### THE RECORDS ###
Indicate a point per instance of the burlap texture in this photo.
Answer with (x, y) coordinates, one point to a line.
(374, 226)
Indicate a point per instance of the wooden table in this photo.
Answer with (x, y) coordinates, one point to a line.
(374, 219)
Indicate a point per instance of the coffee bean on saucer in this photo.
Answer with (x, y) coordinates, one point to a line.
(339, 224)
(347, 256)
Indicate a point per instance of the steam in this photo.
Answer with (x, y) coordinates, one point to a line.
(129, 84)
###
*WRITTEN TASK*. Repeat every row above verbatim, line for line and in the same order.

*ANSWER TO THE TASK*.
Indicate a point per instance of the burlap texture in this photo.
Answer with (x, y) coordinates, one point to a line.
(374, 226)
Indicate a point per instance of the wooden table in this photo.
Answer with (x, y) coordinates, one point to a line.
(374, 219)
Indicate a point per instance of the coffee bean on saucer in this photo.
Answer with (x, y) coordinates, one point to a line.
(339, 224)
(347, 256)
Indicate a point per instance of the steam in this photo.
Answer with (x, y) coordinates, one point to a line.
(129, 84)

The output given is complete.